__AVAILABLE RECORDS__:

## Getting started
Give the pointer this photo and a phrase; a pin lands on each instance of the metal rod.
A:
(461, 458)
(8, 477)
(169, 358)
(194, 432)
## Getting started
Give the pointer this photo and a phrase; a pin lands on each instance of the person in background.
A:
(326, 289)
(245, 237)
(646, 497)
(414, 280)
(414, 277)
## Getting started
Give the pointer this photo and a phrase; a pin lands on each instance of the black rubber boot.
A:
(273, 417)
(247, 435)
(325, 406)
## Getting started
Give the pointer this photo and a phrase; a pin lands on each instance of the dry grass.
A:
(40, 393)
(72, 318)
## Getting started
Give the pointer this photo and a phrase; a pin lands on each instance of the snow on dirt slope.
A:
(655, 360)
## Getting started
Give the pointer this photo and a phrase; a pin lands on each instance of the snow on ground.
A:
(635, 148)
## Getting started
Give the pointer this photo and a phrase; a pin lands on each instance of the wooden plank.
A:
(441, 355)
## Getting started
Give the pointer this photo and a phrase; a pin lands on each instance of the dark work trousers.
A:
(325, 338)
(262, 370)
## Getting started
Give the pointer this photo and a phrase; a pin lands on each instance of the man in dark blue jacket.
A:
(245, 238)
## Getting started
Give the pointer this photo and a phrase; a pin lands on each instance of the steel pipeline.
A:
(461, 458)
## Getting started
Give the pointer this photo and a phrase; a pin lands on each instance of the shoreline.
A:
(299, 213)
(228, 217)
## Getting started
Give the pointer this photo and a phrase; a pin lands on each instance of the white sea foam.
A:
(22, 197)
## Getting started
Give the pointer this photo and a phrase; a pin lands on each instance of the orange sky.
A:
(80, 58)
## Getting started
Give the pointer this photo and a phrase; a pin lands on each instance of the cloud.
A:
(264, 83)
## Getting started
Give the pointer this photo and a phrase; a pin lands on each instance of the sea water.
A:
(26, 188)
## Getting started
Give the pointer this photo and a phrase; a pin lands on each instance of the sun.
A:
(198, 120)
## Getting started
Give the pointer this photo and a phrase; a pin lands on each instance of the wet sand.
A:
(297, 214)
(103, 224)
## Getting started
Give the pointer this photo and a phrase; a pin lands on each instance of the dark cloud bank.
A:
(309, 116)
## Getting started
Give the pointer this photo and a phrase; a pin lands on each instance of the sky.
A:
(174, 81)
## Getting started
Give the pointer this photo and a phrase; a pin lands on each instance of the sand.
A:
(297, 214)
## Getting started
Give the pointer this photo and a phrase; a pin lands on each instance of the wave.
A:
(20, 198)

__YOUR GOAL__: Make a verbatim copy of each record.

__THE ANSWER__:
## Getting started
Give the pointer this photo and a phrase; a pin lands on each instance of the metal rod.
A:
(461, 458)
(8, 477)
(169, 358)
(194, 432)
## Getting started
Give the pointer this photo and a phrase; a pin lands on each instance of the person in background.
A:
(326, 289)
(245, 237)
(646, 497)
(414, 280)
(414, 277)
## Getting started
Give the pointer this photo and a phrase; a pin lands on each instance of the black rubber boot.
A:
(273, 417)
(247, 435)
(325, 406)
## Getting started
Give the pointer this photo and a phrase; a pin lands on each instance of the dry grass.
A:
(40, 393)
(72, 318)
## Getting started
Give the pointer this photo and a phrase; a pin lands on each instance of the snow on dirt slope.
A:
(655, 360)
## Getting started
Give the pointer this photo and a phrase; a pin lands on each instance of the snow on ground.
A:
(635, 148)
## Getting started
Give the pointer this photo and a phrase; a pin lands on each instance of the wooden plank.
A:
(441, 355)
## Getting started
Give the pointer this photo and a phrase; a pin lands on each instance of the dark work trousers.
A:
(325, 338)
(262, 370)
## Getting started
Give the pointer this photo and a phrase; a pin lands on each instance of the man in dark blue jacket.
A:
(245, 238)
## Getting started
Give the pointer this photo and a phrase; a pin lands on each instance of the steel pipeline.
A:
(461, 458)
## Getting started
Give the pointer this photo and a phrase; a pin lands on each instance of the shoreline.
A:
(299, 213)
(228, 217)
## Getting started
Give the pointer this photo and a phrase; a pin lands on each instance of the white sea foam.
A:
(22, 197)
## Getting started
Give the pointer this photo and a phrase; a pin lands on each instance of the orange sky.
A:
(80, 58)
## Getting started
Give the pointer this photo and a phrase; a pin lands on each instance of the cloud.
A:
(264, 83)
## Getting started
Give the pointer this photo and a phrase; a pin lands on each instance of the sea water.
A:
(26, 188)
## Getting started
Give the pointer this photo and a phrase; a pin lands on each instance of the sun.
A:
(198, 120)
## Getting started
Give the pointer this photo and a phrase; a pin lands on each instance of the wet sand.
A:
(297, 214)
(103, 224)
## Getting started
Give the pointer this photo and a phrase; a pin lands on each instance of the dark cloud bank.
A:
(309, 116)
## Getting started
Give the pointer this photo and a phrase; a pin lands on each instance of the sky.
A:
(174, 81)
## Getting started
Give the pointer this photo and a phrase; a pin lands on each instance of the sand.
A:
(297, 214)
## Getting started
Give the pointer this photo and a phrase; a pin lands on each instance of the wave.
A:
(20, 198)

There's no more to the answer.